— BEGIN —
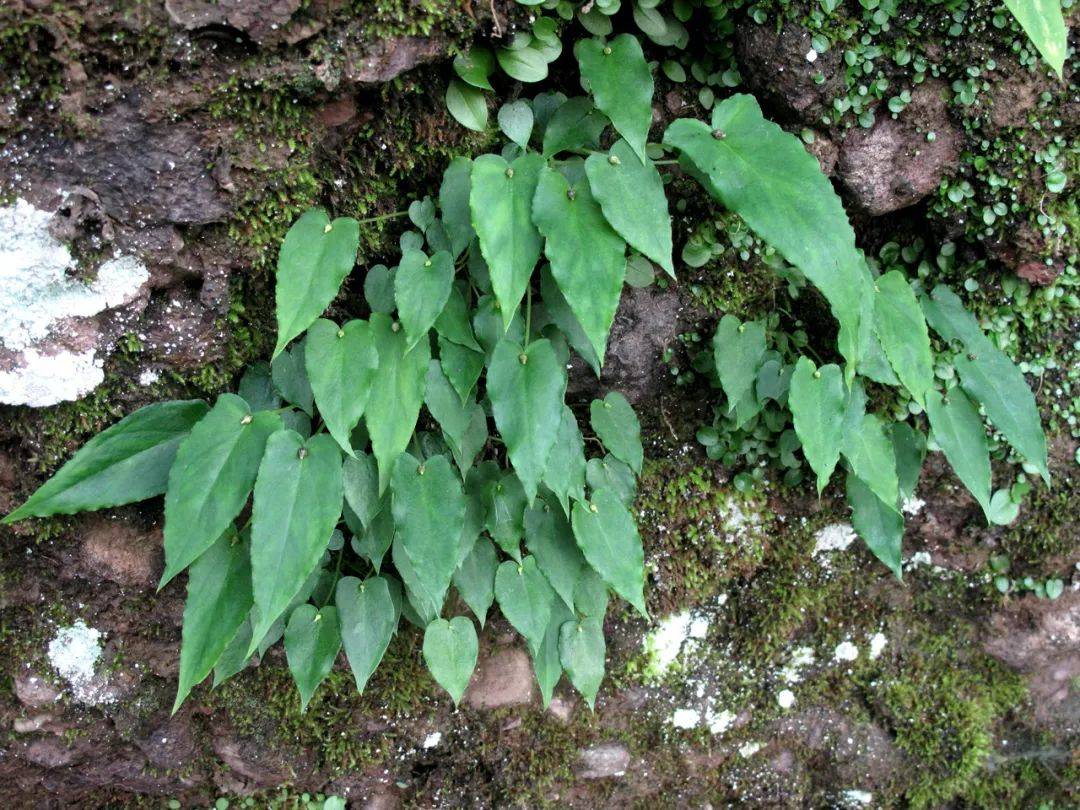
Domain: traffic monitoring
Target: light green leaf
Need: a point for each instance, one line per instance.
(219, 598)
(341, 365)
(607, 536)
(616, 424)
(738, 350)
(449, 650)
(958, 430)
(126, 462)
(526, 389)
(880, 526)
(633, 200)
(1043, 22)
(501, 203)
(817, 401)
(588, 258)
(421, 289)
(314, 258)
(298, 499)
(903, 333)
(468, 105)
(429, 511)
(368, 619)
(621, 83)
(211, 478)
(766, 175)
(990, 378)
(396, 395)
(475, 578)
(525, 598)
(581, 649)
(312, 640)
— END —
— BEGIN —
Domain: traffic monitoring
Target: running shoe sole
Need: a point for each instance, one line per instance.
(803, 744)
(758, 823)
— END —
Task requirements:
Show every line of the entries above that contains the word "Target", matching case exactly.

Exercise result:
Target: light green leaf
Target: running shoe sole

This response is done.